## Instructions for the task:
From the line with "Target: building roof" to the final line, print the records exactly as they are.

--------

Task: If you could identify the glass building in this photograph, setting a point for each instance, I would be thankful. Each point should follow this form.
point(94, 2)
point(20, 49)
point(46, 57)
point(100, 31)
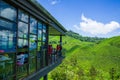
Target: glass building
point(25, 27)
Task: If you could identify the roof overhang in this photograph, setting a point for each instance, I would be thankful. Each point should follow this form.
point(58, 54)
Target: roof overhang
point(35, 9)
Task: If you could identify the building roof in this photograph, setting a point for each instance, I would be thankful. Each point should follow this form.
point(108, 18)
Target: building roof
point(53, 21)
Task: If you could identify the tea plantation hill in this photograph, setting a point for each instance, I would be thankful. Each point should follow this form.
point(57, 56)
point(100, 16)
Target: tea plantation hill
point(88, 60)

--------

## Response area:
Target: building roof
point(53, 21)
Task: If you could identify the tea plantation hill in this photograph, setting a point for each instance, I would be thankful. Each point should follow this form.
point(57, 56)
point(100, 16)
Target: tea plantation hill
point(88, 60)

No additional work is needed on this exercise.